# Task statement:
Restate the records below word for word.

# Data lines:

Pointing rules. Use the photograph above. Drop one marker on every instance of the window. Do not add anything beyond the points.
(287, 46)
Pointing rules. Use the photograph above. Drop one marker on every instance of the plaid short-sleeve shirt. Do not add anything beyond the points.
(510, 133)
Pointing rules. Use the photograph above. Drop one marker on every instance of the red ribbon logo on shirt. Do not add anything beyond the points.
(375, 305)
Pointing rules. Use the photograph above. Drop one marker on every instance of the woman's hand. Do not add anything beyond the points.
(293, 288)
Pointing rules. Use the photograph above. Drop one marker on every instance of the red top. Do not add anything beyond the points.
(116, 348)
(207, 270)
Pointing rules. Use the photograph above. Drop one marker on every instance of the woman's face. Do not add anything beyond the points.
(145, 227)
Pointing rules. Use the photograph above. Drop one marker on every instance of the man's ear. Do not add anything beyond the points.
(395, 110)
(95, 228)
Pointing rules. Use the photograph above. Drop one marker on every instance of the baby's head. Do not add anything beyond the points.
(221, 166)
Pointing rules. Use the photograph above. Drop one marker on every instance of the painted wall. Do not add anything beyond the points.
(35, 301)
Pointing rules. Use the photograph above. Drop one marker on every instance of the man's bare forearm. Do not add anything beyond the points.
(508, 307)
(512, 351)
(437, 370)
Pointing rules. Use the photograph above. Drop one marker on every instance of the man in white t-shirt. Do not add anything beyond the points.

# Output for this task:
Pointing rules. Use the photograph above. Drop one marker on every instance of the window. Do not add anything beyond the points.
(287, 46)
Pointing rules. Use the photograph above. Drop one marker on every instance of the plaid short-sleeve shirt. Do not add anything beyond the points.
(510, 133)
Pointing rules. Use the photograph above. Drop one marker on every instance of the red ribbon logo on shirt. Do not add anything beyond the points.
(375, 305)
Pointing rules. Use the photograph above. Drop one marker on every instance of the woman's hand. Do not add anything beyond the points.
(293, 288)
Pointing rules. Use the photograph above. Drop one marker on every instance of the red top. Do not add anything beyond the points.
(116, 348)
(207, 270)
Pointing rules. Use the photograph above. Drop one marker on every instance of the woman's face. Do not add anything beyond the points.
(145, 227)
Pointing rules. Use the photograph above. Drop one marker on every instance of the man's ear. Do not add anything beyond the points.
(395, 110)
(95, 228)
Pointing rules. Use the photograph above. Drop one marker on every instance of the baby's head. Do not add anything beyond the points.
(221, 166)
Pointing rules. Use the photograph above. Drop one marker on every instance of the painted wall. Do not add anything beyond the points.
(35, 301)
Pointing rules. Use the photograph above. Drop one marker on every instance of the man's bare forearm. Do not add anything beyond the points.
(508, 307)
(512, 351)
(437, 370)
Pointing rules. Use the photograph above. Drop one marker on every instance of the man in white t-shirt. Do not add anything beyond the points.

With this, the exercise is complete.